=== About this task ===
An unchanged copy of each entry below is needed; keep the pictures out of it.

################

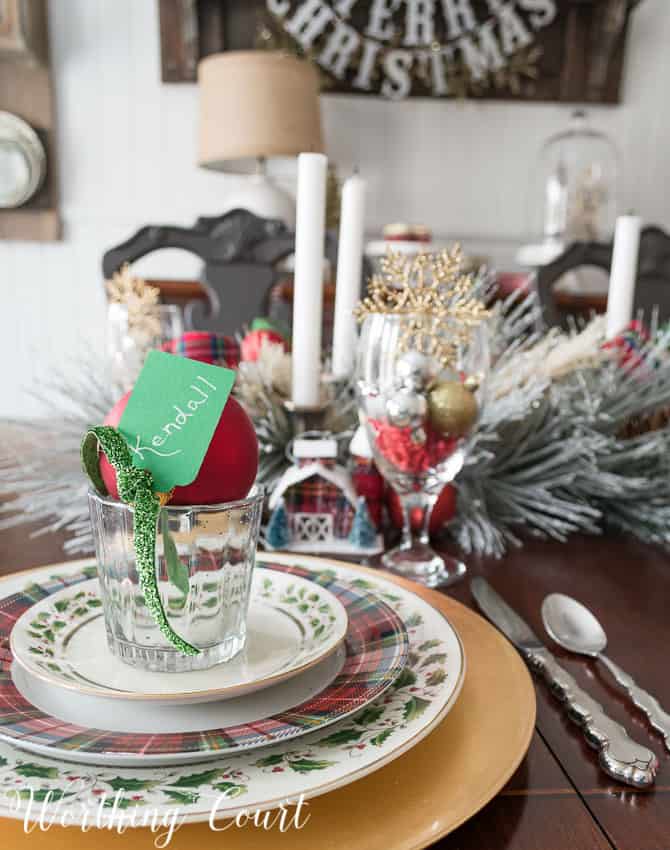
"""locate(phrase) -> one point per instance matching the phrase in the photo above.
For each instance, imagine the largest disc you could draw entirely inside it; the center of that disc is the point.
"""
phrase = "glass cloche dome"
(575, 186)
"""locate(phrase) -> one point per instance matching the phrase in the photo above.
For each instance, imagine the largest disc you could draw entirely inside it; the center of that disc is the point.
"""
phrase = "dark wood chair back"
(653, 277)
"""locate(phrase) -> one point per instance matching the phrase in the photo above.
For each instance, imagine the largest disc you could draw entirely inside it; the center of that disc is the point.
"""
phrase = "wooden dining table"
(558, 799)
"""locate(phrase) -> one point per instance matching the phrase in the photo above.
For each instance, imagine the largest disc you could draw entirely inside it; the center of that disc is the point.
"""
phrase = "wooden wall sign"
(560, 50)
(27, 123)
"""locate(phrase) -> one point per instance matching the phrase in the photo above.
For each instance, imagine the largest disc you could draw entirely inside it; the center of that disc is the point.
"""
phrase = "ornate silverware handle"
(620, 757)
(658, 718)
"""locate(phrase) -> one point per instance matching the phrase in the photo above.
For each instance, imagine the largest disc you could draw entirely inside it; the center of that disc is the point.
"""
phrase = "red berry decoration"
(400, 447)
(443, 511)
(261, 330)
(228, 470)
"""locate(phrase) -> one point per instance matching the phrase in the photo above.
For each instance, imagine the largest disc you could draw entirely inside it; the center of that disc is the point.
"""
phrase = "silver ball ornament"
(406, 408)
(413, 369)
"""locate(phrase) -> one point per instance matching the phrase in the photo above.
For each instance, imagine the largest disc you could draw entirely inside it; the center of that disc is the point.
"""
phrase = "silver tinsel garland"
(550, 458)
(41, 479)
(554, 453)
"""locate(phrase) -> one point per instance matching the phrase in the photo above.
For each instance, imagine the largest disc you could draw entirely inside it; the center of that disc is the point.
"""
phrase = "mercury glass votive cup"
(205, 555)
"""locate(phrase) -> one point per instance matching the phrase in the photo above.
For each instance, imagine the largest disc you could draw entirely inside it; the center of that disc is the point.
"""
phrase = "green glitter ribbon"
(135, 488)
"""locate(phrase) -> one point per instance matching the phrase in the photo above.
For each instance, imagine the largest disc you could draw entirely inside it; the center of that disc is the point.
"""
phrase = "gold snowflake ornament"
(435, 298)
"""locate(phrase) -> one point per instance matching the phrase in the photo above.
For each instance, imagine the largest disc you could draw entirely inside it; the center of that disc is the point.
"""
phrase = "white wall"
(127, 154)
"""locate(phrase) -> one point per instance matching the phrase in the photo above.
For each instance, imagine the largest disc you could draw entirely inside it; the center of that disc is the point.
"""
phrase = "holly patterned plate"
(319, 762)
(130, 734)
(291, 626)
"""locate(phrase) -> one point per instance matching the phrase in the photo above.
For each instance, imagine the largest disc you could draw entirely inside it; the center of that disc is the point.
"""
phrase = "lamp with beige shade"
(256, 106)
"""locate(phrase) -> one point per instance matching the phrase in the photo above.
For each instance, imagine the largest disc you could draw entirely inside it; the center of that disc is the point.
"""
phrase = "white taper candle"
(623, 274)
(349, 272)
(310, 226)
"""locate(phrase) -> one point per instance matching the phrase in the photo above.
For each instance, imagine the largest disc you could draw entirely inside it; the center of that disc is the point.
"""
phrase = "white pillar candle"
(310, 226)
(624, 274)
(349, 272)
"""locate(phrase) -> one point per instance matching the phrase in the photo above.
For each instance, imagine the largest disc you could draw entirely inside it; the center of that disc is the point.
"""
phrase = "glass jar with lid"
(575, 187)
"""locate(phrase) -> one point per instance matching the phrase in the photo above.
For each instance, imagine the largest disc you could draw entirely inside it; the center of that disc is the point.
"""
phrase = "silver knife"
(620, 757)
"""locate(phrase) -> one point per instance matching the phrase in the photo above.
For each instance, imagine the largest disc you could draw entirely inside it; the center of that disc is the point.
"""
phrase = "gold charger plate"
(412, 802)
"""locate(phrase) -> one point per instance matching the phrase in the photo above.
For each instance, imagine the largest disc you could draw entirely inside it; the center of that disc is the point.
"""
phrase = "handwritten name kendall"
(180, 421)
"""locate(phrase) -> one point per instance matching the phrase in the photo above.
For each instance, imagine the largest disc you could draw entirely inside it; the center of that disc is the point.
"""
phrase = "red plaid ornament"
(218, 349)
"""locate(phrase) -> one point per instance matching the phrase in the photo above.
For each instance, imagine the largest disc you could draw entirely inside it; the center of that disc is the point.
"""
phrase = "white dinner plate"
(292, 625)
(322, 761)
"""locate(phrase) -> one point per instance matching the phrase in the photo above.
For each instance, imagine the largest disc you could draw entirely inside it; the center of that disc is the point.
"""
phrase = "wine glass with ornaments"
(421, 370)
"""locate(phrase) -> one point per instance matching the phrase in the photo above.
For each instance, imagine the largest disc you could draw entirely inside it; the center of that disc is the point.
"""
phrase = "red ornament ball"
(250, 348)
(228, 470)
(443, 510)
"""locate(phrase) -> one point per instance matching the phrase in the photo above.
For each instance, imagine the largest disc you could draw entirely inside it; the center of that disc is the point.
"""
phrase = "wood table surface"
(558, 799)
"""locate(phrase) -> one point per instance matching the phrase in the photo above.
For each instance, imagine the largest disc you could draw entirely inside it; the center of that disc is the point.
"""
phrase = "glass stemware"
(420, 414)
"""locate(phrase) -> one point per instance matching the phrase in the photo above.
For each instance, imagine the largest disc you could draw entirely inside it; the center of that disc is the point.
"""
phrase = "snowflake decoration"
(434, 297)
(139, 298)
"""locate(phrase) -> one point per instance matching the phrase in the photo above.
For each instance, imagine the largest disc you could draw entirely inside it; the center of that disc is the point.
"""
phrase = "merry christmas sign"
(537, 49)
(561, 50)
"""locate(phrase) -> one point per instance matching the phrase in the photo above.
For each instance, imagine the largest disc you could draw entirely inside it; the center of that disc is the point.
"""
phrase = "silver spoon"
(576, 629)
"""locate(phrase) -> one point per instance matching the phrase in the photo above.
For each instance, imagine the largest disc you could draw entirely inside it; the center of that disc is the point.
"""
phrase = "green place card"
(172, 414)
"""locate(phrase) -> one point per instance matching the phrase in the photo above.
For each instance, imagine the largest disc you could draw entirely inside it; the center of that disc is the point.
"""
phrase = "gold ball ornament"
(453, 408)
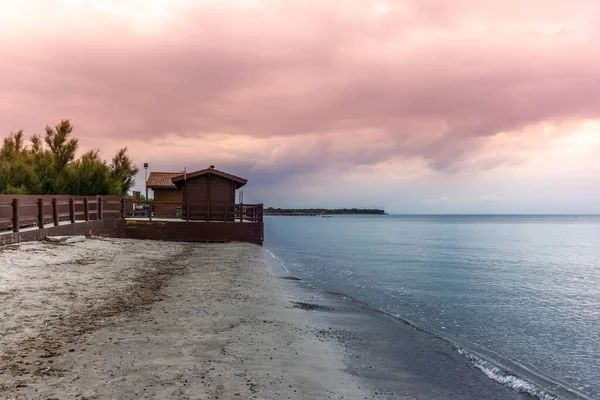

################

=== Task result ===
"""locate(phrase) -> one point per instance matching the phrase in the photo above.
For each instance, imagine the largest disc you could draw entirely inside it; the center of that disc is the point.
"""
phrase = "glass cloche dome"
(575, 186)
"""locate(phrase) -> one point per instance matching the phrase in the photo above.
For each instance, imagine the largest disc you could draw entirely inside it; the center of that disc is the point.
"""
phrase = "dark wood chair back"
(653, 277)
"""locate(phrase) -> one point per instance matching the phrase in the photo above.
For each instance, imagine the largest disc you could draw entirely inside it; the center of that disc is the point.
"""
phrase = "wooden dining table"
(558, 799)
"""locate(phrase) -> one point per instance matching the phrase in the photo above.
For each instance, imagine the largest disc you could draw entirely inside it; the center of that disc is the point.
"""
phrase = "wooden wall sign"
(560, 50)
(27, 123)
"""locate(phrase) -> one point per instance matching the phrase in the photo above.
For each instance, imagine the largest disc you could draw entirely inside it; the center of that disc is the point.
"""
phrase = "ornate silverware handle"
(620, 757)
(658, 718)
"""locate(phrase) -> one point per instance matching the phrase in the photo above.
For each instance, imagine the largest disc you could draw entirely inside it; the center of that disc is the point.
"""
phrase = "red berry decoration"
(400, 447)
(443, 511)
(261, 330)
(228, 470)
"""locate(phrase) -> one point per instance matching the phrase in the photo above.
For each instance, imagine the largest disc you could draw entirely inside it; the center of that disc is the point.
"""
phrase = "silver ball ornament"
(406, 408)
(413, 369)
"""locate(phrase) -> one point per instance matching the phrase in the photo above.
For each instance, imagine the largest disc you could draw entirely inside it; the center of that disc is the point.
"""
phrase = "silver tinsel garland"
(550, 458)
(41, 479)
(554, 453)
"""locate(phrase) -> one point per instance matching the phrase in the photo above.
For each instance, imagine the largest disc you could draw entirely inside it; the center of that disc is the point.
"""
phrase = "mercury glass votive cup"
(205, 555)
"""locate(phrase) -> one point per instance matching the phrase in the photo above.
For each instance, imagine the largest disc you could draw entirely inside it; the center of that disc is the point.
"""
phrase = "green glitter ribbon"
(135, 488)
"""locate(phrase) -> one point per instance matching the phrase in the photo above.
For each instance, imagine the largest disc you could draw entirely inside it; the center of that disc is the point.
"""
phrase = "gold snowflake ornament"
(435, 298)
"""locate(phrase) -> one point per instance matching the phrase in the photo above.
For each instance, imagine the largest disc you could draw entirely inside it; the center of that disc is the point.
"""
phrase = "white wall"
(127, 154)
"""locate(phrase) -> one point per instance matching the phrase in the photo above.
For each instance, imagine the largest disc you could draw entirely inside it; the center of that disc is the point.
"""
phrase = "holly patterned plate"
(319, 762)
(130, 734)
(291, 626)
"""locate(phrase) -> one point per instance matching the phrase in the photo above.
For each instance, imagine the largest disc you could draw entirely inside it; the center of that disc is the point.
"""
phrase = "lamp with beige shade"
(256, 106)
"""locate(phrase) -> one point per instance matching the phrase in the photo above.
For each instance, imagine the largest disc you could draw entirely inside it; the center of that disc is the point.
"""
phrase = "white taper candle"
(623, 274)
(349, 272)
(310, 226)
"""locate(phrase) -> one point per instance matching the phrase in the photo above.
For each instance, imagine the largest disc you could draw entirely inside it; the center of that disc is the point.
"""
phrase = "white pillar candle"
(310, 226)
(624, 274)
(349, 272)
"""locate(phrase) -> one point per instance matching the phrase in the photo above.
For each instance, imagine the largest disc you could draw entirely inside it; the center of that disc is the point.
"""
phrase = "glass jar with lid"
(575, 187)
"""locate(phrase) -> one point per instance matching the phrase in the photo above.
For each instance, imagine the largest disc you could draw entirely inside it; the center of that disc is the point.
"""
phrase = "silver knife"
(620, 757)
"""locate(phrase) -> one point per instance matching the phrase in the photo above.
For each instance, imagine the largest disc you could draw entirely inside it; the center of that disc is the point.
"""
phrase = "gold charger plate"
(412, 802)
"""locate(phrase) -> one point per instance matching the phrase in the photo above.
For each instance, imagine the largest disc you could draw entirely inside it; the center of that disc is the point.
"""
phrase = "handwritten name kendall"
(180, 421)
"""locate(phrase) -> one point per instance matching the phrase in the photo above.
For each instance, imagine the largest disc you could draw entirely inside it; the center of that disc is the point.
"""
phrase = "red plaid ornament"
(218, 349)
"""locate(phrase) -> one point per instance matching the phrase in the photo above.
For each instance, imagine the largest disc you could draw entirely inside it; the center of that disc is the point.
"""
phrase = "white dinner plate"
(292, 625)
(322, 761)
"""locate(phrase) -> one point per instance matching the phrase in the photo above.
For each instance, imagine the largest disc you could draw entirely inside it; the center of that disc is the point.
"""
phrase = "wine glass with ornaments"
(421, 370)
"""locate(phrase) -> one point per instance matching the phrase in the photo above.
For each instance, imagine the largest disc you could draw entirely inside it; the center of that disc is the point.
"""
phrase = "red ornament ball"
(250, 348)
(228, 470)
(443, 510)
"""locate(phrase) -> one point per instance matching the phrase in the photo above.
For each instance, imagine the largest disc you could draw entirely inside it; the center of that disc is the point.
"""
phrase = "wood table surface"
(558, 799)
"""locate(phrase) -> one point per instance matching the phrase in the photo above.
For each instance, imagine the largest disc you could draw entirely inside it; the center of that disc is the point.
"""
phrase = "glass stemware"
(420, 414)
"""locate(phrase) -> one point per instance matching the phrase in the photo above.
For each instance, imagine the largest disc you could draw entirely inside it; the center of that disc is the point.
"""
phrase = "snowflake decoration"
(434, 297)
(139, 298)
"""locate(phrase) -> one point per instance matching the phrase in the photo above.
For each instance, imagine the largest disc you could draw entirely inside it; the center of that disc is the point.
"""
phrase = "merry christmas sign"
(537, 49)
(561, 50)
"""locate(phrase) -> one point per instance matching the phrase in the photo above.
For each instance, imagine the largest disc you could draw entirely inside it; the center of that disc is the point.
"""
phrase = "silver spoon"
(576, 629)
"""locate(phrase) -> one point per instance matching the phrase in the photo above.
For each instance, imagine the largest disc you could draw entirely inside it; the center of that disc is the point.
"""
phrase = "green place card"
(172, 414)
"""locate(phrase) -> one point per instance matching the phrase in the photo above.
For each instance, imagine the largest disc you could draw entirely inside it; the center of that disc is the point.
"""
phrase = "gold ball ornament"
(453, 408)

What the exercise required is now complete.